• Stated problem A:
Copy the rows word for word, starting at the line that contains "bald head in" and continuing through the final line of the rows.

• Quoted text:
* * * *

+AMD folks
On Thu, May 07, 2026, Sean Christopherson wrote:
> On Thu, May 07, 2026, Andrew Cooper wrote:
> > On 07/05/2026 3:08 pm, Sean Christopherson wrote:
> > > On Thu, May 07, 2026, David Woodhouse wrote:
> > >> From: David Woodhouse <[email protected]>
> > >>
> > >> ICEBP (INT1, opcode 0xF1) generates a #DB that is architecturally a
> > >> trap, but on SVM it was not always intercepted. Unconditionally
> > >> intercept ICEBP on SVM to match VMX behaviour and ensure correct
> > >> event delivery semantics.
> > >>
> > >> Add two selftests exercising ICEBP:
> > >>
> > >> - int1_ept_test: verifies that ICEBP works correctly when the
> > >> exception stack page is not present (EPT/NPT fault during #DB
> > >> delivery). The IST stack is evicted via MADV_DONTNEED before
> > >> executing INT1.
> > >>
> > >> - int1_task_gate_test: verifies ICEBP delivery through a 32-bit
> > >> task gate, exercising the legacy task-switch path for #DB.
> > >>
> > >> Tested on Intel Sapphire Rapids and AMD Genoa. Without the SVM fix,
> > >> int1_task_gate_test fails on AMD with EIP pointing at ICEBP instead
> > >> of after it. With the fix, both tests pass on both platforms.
> > > Hmm, but KVM unconditionally intercepts task switches. Is this
> > > effectively working
> > > around a bug in task_switch_interception()?
> >
> > Not really. It's a bug/misfeature in AMD CPUs.
> >
> > When you get TASK_SWITCH (which always has fault semantics), you look at
> > the vectoring event type to decide whether it was logically caused by a
> > trap, and therefore whether to move %rip forwards before entering the
> > new task.
> >
> > AMD CPUs don't distinguish instruction-induced #DBs (i.e. ICEBP) from
> > exception-induced #DBs (all others), and also don't report an
> > instruction length for an ICEBP-induced TASK_SWITCH.

* * * *

• Exercise material:
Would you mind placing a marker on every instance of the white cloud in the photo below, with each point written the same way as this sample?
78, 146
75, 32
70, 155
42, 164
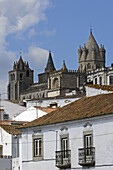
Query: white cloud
37, 57
48, 32
31, 33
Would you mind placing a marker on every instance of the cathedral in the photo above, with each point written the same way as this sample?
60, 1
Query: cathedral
52, 82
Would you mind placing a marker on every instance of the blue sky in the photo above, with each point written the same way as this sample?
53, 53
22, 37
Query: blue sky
37, 26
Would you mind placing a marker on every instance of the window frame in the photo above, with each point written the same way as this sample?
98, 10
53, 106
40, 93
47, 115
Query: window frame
39, 155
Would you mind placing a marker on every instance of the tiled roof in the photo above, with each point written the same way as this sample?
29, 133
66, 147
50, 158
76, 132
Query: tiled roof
12, 129
85, 107
12, 121
102, 87
46, 109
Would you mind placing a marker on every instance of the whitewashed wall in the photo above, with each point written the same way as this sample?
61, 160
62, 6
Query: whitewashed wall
45, 103
102, 128
5, 164
93, 91
30, 114
5, 142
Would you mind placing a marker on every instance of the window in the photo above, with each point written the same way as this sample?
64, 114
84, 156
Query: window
100, 80
88, 66
37, 147
64, 143
55, 83
64, 147
95, 80
5, 117
88, 144
21, 76
111, 80
27, 73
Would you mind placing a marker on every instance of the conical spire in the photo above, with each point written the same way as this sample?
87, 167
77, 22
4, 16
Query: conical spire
91, 43
20, 60
64, 68
50, 64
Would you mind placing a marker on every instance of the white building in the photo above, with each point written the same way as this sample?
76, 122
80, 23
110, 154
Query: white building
76, 136
7, 137
53, 102
33, 113
93, 90
9, 109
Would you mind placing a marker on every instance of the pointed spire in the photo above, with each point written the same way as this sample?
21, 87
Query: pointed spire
64, 68
90, 29
27, 64
50, 64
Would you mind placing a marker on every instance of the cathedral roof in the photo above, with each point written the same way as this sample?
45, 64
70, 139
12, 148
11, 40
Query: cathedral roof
64, 68
89, 47
20, 60
91, 43
50, 65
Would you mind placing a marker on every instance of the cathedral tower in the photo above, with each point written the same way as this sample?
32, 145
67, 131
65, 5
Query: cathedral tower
91, 56
20, 78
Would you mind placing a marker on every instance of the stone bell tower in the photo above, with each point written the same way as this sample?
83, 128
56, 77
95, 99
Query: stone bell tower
20, 78
91, 56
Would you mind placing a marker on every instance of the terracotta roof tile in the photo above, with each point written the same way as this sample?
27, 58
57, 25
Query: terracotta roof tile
46, 109
83, 108
12, 129
102, 87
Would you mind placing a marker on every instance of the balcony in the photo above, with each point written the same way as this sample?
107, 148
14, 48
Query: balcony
86, 156
63, 159
5, 156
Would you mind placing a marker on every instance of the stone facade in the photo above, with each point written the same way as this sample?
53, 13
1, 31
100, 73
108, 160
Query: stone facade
91, 56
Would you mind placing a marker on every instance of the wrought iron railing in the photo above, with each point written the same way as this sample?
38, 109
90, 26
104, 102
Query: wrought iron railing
5, 156
86, 156
63, 159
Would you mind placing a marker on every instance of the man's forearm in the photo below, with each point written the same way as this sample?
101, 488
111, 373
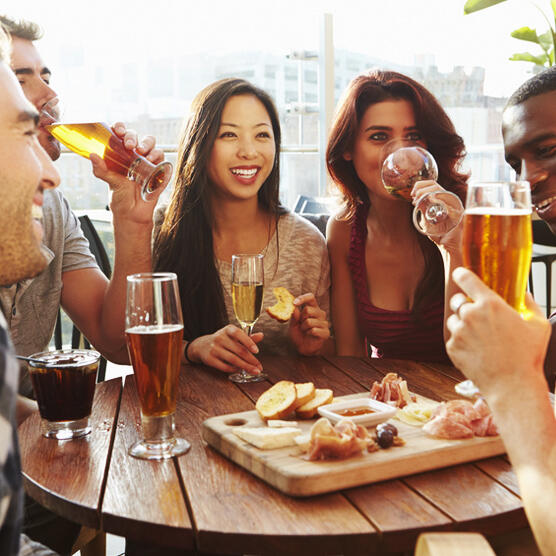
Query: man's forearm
132, 255
526, 421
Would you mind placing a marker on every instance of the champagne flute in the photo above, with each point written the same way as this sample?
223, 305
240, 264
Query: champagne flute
406, 163
154, 333
98, 137
497, 242
247, 297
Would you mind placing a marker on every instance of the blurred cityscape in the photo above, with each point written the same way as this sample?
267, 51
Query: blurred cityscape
153, 97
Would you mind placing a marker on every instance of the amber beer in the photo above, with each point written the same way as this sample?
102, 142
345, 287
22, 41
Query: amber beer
97, 137
497, 246
155, 355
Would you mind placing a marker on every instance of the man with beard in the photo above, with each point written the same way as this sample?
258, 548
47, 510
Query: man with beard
493, 345
26, 173
72, 278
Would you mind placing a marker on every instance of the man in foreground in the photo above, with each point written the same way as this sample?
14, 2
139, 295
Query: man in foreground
72, 278
498, 349
26, 172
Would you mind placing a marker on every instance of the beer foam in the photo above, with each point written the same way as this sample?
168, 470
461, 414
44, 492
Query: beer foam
498, 211
154, 329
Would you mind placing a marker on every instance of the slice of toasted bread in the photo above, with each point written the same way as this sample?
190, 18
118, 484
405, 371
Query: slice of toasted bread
284, 307
278, 401
309, 410
305, 391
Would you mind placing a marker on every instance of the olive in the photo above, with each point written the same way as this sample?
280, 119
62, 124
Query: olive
389, 427
385, 437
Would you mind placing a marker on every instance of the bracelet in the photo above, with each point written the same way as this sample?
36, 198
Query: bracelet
186, 354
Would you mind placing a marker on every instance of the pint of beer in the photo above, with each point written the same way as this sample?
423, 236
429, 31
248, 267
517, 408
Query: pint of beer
497, 237
154, 333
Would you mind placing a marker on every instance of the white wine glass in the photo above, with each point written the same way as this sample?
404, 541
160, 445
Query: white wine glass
406, 163
154, 334
247, 298
497, 243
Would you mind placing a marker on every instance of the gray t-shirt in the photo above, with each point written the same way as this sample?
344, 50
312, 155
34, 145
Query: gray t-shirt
34, 308
297, 259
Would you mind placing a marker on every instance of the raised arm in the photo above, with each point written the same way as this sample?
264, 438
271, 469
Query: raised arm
342, 295
96, 305
504, 353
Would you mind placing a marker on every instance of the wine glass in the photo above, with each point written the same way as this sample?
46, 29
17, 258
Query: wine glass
154, 333
247, 297
498, 241
406, 163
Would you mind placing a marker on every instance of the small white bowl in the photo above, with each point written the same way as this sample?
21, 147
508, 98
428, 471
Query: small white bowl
375, 412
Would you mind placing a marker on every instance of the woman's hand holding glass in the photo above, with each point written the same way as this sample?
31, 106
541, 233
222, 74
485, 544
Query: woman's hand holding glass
309, 328
228, 350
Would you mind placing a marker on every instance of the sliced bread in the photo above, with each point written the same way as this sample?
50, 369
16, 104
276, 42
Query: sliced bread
278, 401
305, 391
309, 409
284, 307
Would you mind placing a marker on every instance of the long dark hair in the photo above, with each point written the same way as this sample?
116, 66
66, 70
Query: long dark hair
184, 242
441, 138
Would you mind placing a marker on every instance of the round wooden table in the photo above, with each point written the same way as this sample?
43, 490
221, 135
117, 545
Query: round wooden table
202, 501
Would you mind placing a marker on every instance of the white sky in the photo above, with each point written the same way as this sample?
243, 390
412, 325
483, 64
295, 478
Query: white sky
394, 30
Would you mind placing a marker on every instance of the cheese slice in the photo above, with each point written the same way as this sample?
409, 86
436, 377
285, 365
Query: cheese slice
267, 438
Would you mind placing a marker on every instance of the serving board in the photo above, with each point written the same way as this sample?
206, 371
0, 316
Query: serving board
287, 470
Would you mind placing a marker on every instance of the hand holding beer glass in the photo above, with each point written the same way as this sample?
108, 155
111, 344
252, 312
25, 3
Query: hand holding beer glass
247, 297
497, 242
406, 163
98, 138
154, 333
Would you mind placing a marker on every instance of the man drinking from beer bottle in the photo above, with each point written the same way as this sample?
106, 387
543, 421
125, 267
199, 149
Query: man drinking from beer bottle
72, 278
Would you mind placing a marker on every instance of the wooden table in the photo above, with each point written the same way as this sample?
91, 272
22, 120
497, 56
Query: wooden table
203, 501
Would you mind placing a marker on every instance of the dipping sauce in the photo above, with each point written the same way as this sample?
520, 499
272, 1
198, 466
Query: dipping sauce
355, 411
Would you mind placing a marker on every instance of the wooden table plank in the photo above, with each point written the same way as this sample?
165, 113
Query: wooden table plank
398, 512
72, 493
471, 498
235, 512
143, 499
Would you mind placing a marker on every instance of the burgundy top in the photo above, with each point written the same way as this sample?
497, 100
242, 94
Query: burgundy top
393, 334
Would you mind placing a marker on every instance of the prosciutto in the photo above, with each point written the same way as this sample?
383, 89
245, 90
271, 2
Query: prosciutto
392, 390
461, 419
341, 441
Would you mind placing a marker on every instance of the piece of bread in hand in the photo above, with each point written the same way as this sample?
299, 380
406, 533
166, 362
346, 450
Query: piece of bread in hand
310, 409
283, 309
305, 391
278, 401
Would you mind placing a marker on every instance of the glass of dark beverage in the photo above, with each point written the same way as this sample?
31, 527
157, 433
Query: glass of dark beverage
98, 138
64, 384
154, 333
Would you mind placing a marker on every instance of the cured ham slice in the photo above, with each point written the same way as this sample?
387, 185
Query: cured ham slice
392, 390
342, 441
461, 419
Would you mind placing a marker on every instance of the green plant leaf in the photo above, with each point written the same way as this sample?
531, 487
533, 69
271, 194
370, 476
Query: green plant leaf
546, 40
526, 34
476, 5
528, 57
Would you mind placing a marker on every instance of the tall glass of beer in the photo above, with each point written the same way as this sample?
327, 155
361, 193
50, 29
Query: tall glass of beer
154, 332
497, 243
497, 237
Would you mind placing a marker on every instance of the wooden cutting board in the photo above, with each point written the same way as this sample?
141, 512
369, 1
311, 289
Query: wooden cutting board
288, 471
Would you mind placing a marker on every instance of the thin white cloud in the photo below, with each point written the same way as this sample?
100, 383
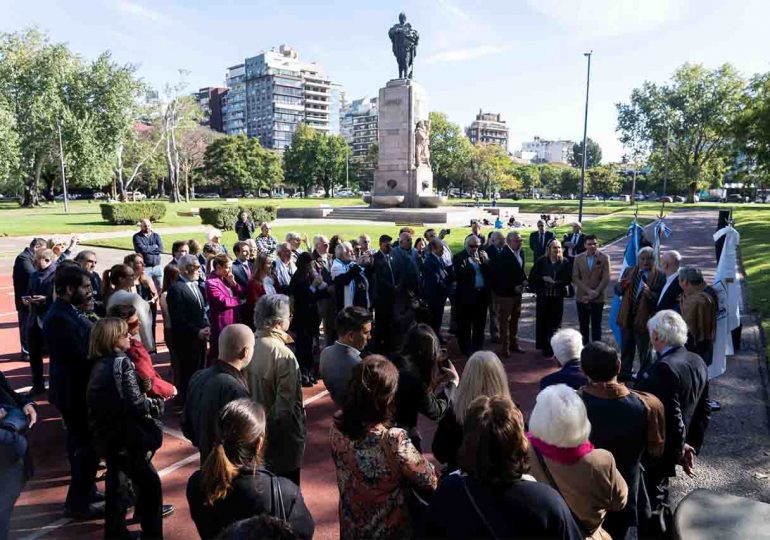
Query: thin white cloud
451, 8
611, 17
460, 55
139, 11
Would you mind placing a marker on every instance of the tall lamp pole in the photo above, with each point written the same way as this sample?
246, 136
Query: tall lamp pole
585, 137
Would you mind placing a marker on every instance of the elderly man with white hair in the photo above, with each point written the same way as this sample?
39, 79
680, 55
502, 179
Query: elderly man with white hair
275, 382
640, 288
679, 379
561, 455
567, 344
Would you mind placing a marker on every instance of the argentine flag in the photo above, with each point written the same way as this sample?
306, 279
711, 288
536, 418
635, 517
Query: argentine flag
634, 234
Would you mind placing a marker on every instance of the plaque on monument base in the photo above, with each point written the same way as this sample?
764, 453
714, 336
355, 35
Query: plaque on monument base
403, 176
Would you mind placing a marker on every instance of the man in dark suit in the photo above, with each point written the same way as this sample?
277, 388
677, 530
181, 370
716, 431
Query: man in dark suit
507, 281
437, 281
212, 388
472, 276
669, 295
539, 240
67, 333
628, 424
23, 268
189, 325
679, 379
383, 294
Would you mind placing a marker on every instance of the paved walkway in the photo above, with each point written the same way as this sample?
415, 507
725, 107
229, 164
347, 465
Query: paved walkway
737, 445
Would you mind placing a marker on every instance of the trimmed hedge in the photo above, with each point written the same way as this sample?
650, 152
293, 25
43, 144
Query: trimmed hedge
132, 213
224, 217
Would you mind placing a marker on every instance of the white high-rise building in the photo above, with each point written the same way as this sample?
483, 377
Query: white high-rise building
272, 93
548, 151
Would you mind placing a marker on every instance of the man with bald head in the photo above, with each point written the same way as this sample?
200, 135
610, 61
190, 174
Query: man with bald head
149, 245
212, 388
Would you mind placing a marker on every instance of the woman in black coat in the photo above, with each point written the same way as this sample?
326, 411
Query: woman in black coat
233, 486
123, 426
39, 297
422, 368
549, 278
306, 288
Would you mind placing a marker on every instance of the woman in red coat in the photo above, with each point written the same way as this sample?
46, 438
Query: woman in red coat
224, 296
151, 381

* * * *

• Stated problem B:
Continue the mailing-list thread about intercepting ICEBP on SVM from its last line.

• Answer A:
Would you mind placing a marker on every instance of the man with bald head in the photo above, with each point written the same way as this sample?
200, 135
610, 61
190, 174
Query: man with bald head
149, 245
212, 388
Would you mind placing a marker on every instance of the woman in black coat in the photo above, with each point written the same way as this sample?
326, 411
Query: woman in black coat
233, 486
123, 426
39, 297
422, 368
549, 278
306, 288
Would you mind placing a marker on every instance of the woman in red coat in the photo above, with each point written the same way as this sample?
46, 438
Query: woman in red coat
224, 296
151, 381

• Answer B:
>
> Heh, that explains why I couldn't find an equivalent of
> INTR_TYPE_PRIV_SW_EXCEPTION
> in the SVM code.
Dragging in a comment/concern Andrew raised offlist. If AMD doesn't provide or
*allow* the equivalent of INTR_TYPE_PRIV_SW_EXCEPTION, i.e. type 5, then what
happens when KVM needs to inject an INT1 #DB with FRED enabled? Per Intel's
FRED
spec, which presumably AMD is following, the event type is shoved onto the
stack:
— For INT1, the event stack level is IA32_FRED_STKLVLS[3:2]. The event type
is
5 (privileged software exception) and the vector is 1.
But if SVM doesn't support SVM_EVTINJ_TYPE_INT1, then realistically this can't
work (no way in hell is KVM going to emulate FRED event delivery). Does FRED on
AMD even do the right thing for INT1 without SVM?
> > The workaround is to intercept ICEBP unconditionally, handle the
> > FAULT->TRAP conversion in the hypervisor, at which point the #DB-induced
> > TASK_SWITCH occurs with %rip on the correct instruction boundary whether
> > it was instruction-induced or exception-induced.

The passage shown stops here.